(Source records)
▶

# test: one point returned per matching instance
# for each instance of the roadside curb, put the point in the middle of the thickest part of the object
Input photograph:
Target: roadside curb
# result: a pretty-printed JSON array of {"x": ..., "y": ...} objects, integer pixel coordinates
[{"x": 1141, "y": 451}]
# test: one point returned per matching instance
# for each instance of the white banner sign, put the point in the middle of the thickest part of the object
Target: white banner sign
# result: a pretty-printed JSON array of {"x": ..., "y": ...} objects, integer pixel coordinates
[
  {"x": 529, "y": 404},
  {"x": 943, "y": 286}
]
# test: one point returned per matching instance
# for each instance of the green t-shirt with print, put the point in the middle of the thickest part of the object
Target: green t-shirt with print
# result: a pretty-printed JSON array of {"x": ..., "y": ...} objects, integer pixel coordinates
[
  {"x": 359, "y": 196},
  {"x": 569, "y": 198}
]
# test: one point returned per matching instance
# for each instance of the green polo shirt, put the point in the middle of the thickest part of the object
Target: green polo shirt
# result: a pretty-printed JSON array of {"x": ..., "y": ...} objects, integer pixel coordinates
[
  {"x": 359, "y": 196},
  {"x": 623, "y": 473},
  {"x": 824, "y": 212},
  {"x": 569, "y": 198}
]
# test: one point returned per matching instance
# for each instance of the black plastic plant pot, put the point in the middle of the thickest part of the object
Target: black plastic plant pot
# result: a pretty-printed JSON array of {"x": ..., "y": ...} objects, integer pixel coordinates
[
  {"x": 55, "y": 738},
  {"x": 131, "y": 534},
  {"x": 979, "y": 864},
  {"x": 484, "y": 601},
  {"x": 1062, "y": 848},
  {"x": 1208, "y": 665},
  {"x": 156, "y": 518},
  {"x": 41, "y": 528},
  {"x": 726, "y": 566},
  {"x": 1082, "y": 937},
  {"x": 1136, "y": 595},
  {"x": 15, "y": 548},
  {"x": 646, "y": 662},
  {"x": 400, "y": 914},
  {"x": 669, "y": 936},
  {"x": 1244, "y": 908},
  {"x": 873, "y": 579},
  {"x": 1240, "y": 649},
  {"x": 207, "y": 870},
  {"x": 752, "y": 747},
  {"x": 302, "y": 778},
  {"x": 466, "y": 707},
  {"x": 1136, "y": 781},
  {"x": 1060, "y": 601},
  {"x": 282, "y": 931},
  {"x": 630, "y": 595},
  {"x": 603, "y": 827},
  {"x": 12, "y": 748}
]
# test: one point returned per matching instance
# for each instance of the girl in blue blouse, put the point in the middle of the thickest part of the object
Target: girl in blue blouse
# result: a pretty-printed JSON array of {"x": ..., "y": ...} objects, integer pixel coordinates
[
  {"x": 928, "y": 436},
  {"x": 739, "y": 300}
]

◀

All the records above must be transcribed without a single change to any word.

▶ [THE COMPLETED TASK]:
# test: one point returned per matching instance
# for each instance of the roadside curb, put the point in the middle of the thickest part of the object
Input photograph:
Target: roadside curb
# result: a pretty-printed JSON array of {"x": ..., "y": ...} objects, integer pixel coordinates
[{"x": 1141, "y": 451}]
# test: one point returned per matching instance
# for each instance of the white banner sign, put the point in the middle of the thickest part of the object
Target: white banner sign
# result: a pretty-printed JSON array of {"x": ..., "y": ...} objects, integer pixel coordinates
[
  {"x": 529, "y": 404},
  {"x": 943, "y": 286}
]
# test: one point returned per matching instance
# for each instance of the green t-shirt with print, put the point in the middle of the thickest part of the object
Target: green t-shirt with print
# result: a pretty-printed JSON array of {"x": ..., "y": ...} objects, integer pixel coordinates
[
  {"x": 359, "y": 196},
  {"x": 569, "y": 198}
]
# test: one point returned per matching instance
# for each instance of the green polo shirt, put the point in the middle of the thickest part of the object
Target: green polo shirt
# result: a pretty-printed JSON array of {"x": ..., "y": ...} objects, integer pixel coordinates
[
  {"x": 359, "y": 196},
  {"x": 623, "y": 473},
  {"x": 824, "y": 212},
  {"x": 569, "y": 198}
]
# test: one point returned per matching instance
# for each instance of the black plastic plant pot, put the point in the middle of the thickest part of the object
Target: black plastic plant pot
# result: a pretty-printed JSON array of {"x": ..., "y": ...} objects, integer pixel coordinates
[
  {"x": 55, "y": 738},
  {"x": 131, "y": 534},
  {"x": 979, "y": 864},
  {"x": 484, "y": 601},
  {"x": 1062, "y": 848},
  {"x": 1208, "y": 665},
  {"x": 156, "y": 518},
  {"x": 41, "y": 528},
  {"x": 726, "y": 566},
  {"x": 1082, "y": 937},
  {"x": 1136, "y": 595},
  {"x": 15, "y": 548},
  {"x": 646, "y": 662},
  {"x": 400, "y": 914},
  {"x": 669, "y": 936},
  {"x": 1244, "y": 908},
  {"x": 873, "y": 579},
  {"x": 1240, "y": 649},
  {"x": 207, "y": 870},
  {"x": 752, "y": 747},
  {"x": 302, "y": 778},
  {"x": 466, "y": 707},
  {"x": 1136, "y": 781},
  {"x": 1060, "y": 601},
  {"x": 282, "y": 931},
  {"x": 630, "y": 595},
  {"x": 603, "y": 827},
  {"x": 12, "y": 748}
]
# test: one point returned per matching instance
# for each instance of the girl in blue blouse, put the point in the middle of the thickest part of the object
Target: girl in blue blouse
# result: a pretty-printed JSON array of {"x": ..., "y": ...} objects, integer pixel coordinates
[
  {"x": 928, "y": 436},
  {"x": 739, "y": 300}
]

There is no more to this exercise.